## GIVEN TASK
Print every line of the records below word for word, leaving out the pictures.
** Start of DATA RECORDS **
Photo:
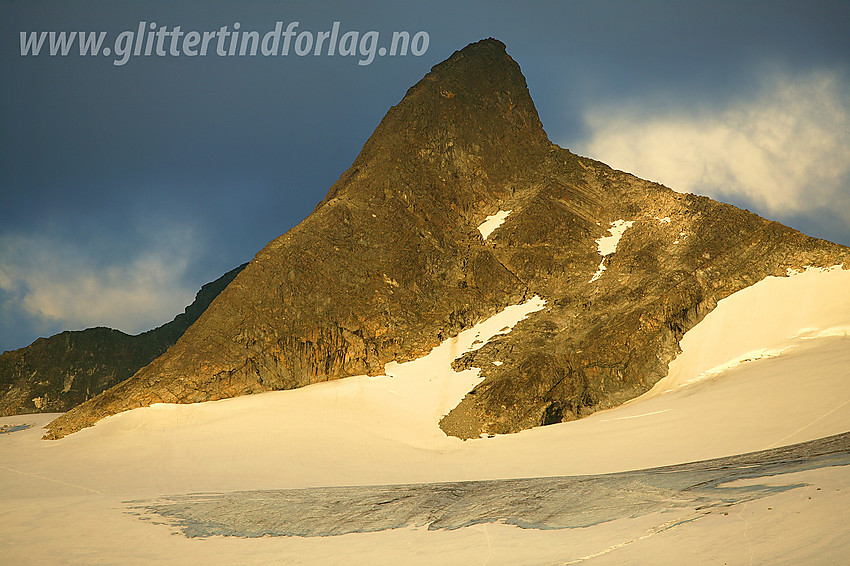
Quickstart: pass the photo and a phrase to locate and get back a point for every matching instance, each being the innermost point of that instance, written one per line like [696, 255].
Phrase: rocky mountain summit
[392, 262]
[55, 374]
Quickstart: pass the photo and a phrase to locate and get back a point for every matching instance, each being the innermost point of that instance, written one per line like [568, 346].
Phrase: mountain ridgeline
[391, 263]
[55, 374]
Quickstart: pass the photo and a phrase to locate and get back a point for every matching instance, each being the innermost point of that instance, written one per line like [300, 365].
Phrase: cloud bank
[63, 284]
[784, 148]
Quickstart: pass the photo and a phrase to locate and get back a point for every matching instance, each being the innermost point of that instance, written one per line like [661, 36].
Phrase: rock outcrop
[390, 263]
[53, 375]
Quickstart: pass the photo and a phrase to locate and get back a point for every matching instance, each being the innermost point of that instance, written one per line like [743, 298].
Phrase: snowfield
[768, 368]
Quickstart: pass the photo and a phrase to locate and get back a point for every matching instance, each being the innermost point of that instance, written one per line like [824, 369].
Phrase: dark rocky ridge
[55, 374]
[390, 263]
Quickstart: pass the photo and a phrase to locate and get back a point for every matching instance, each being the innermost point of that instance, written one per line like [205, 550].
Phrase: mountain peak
[391, 263]
[463, 134]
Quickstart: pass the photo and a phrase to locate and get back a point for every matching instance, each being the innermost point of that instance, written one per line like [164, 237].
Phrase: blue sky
[124, 188]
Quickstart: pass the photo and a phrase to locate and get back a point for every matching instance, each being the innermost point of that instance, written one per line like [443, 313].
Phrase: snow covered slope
[66, 501]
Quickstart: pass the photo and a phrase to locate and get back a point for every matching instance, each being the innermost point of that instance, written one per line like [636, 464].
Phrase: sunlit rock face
[55, 374]
[394, 260]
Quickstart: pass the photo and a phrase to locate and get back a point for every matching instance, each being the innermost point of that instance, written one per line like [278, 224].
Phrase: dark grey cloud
[186, 167]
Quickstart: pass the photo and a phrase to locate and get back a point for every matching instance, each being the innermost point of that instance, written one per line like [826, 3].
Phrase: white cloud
[57, 281]
[785, 148]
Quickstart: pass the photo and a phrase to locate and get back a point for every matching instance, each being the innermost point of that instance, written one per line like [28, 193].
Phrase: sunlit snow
[492, 222]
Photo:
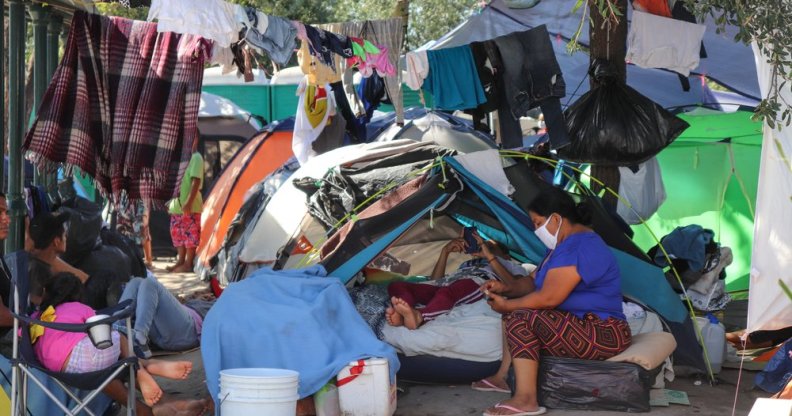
** End of DATA RECORDS **
## WRITTEN RESPONSE
Photo:
Quickstart: pass the photo and a phrase to locate and get back a point for every matching instance, each being the innermost point of that instance, written one per line like [696, 255].
Phrase: rocky mountain summit
[392, 262]
[55, 374]
Quickstart: pass the photo and a phrase to locate and get back a point for every matching instance, each being the innermost point of that instance, written one per line like [568, 346].
Phrase: mountain ridgeline
[391, 263]
[55, 374]
Quickstart: pass the photo and a phrase to locate and get back a point for every matching instance, each being the innermost point of that instance, written one per line like [300, 365].
Phrase: cloud bank
[63, 284]
[784, 148]
Quickstart: pass the photo and a phrase to locate and get back a point for every matching instance, each being the innermost point of that instance, written one per line like [661, 36].
Phrase: rock outcrop
[390, 263]
[53, 375]
Quickstart: pass the photo and a phrase to locate and get back a point for every matching instance, each being the innermost point of that instance, written one per line like [743, 298].
Phrase: snowfield
[768, 368]
Quickstart: pass the photo and a phrase to locate and get back a point for every matching instance, each being the innermost point of that instance, written one per line like [824, 369].
Phrase: dark rocky ridge
[55, 374]
[390, 263]
Quickstart: pass the photo and a phrase to locate and get back a point for every matching instance, each being the innermost point of that instance, written one per line like [205, 550].
Phrase: mountain peak
[391, 263]
[463, 134]
Quickstart: pass the photo and a phrase to locate and get back a point for every matching instance, each being the innermost point of that instance, written one per line like [164, 237].
Phrase: blue sky
[124, 188]
Quickstart: pass the photo and a phrase to locate and get back a point for every matching instance, each being the innermost point of that instance, written one per line like [443, 313].
Phrase: snow covered slope
[66, 501]
Quickstart: pass the photo and a phrase to locate and get back a point for every matching instance, each being the innermost point of that instance, written one per line like [636, 464].
Phrase: sunlit rock face
[55, 374]
[394, 260]
Quickstart: pass the photo and a phrase to locate and get back a point for every matching instance, each being the innermost point of that instance, written one per line like [278, 224].
Phrase: dark grey cloud
[186, 167]
Quickstart: pass the photo and a phrase to locate and get back a point for every matching instance, each being the innermost point of that instance, written one per line like [826, 3].
Phrase: white cloud
[57, 281]
[785, 148]
Quickstart: pass the photo and a phrase to locate and get back a point for every matching instance, each being the innermost point of that instance, written one per line like [28, 193].
Phrase: sunlit snow
[492, 222]
Photo:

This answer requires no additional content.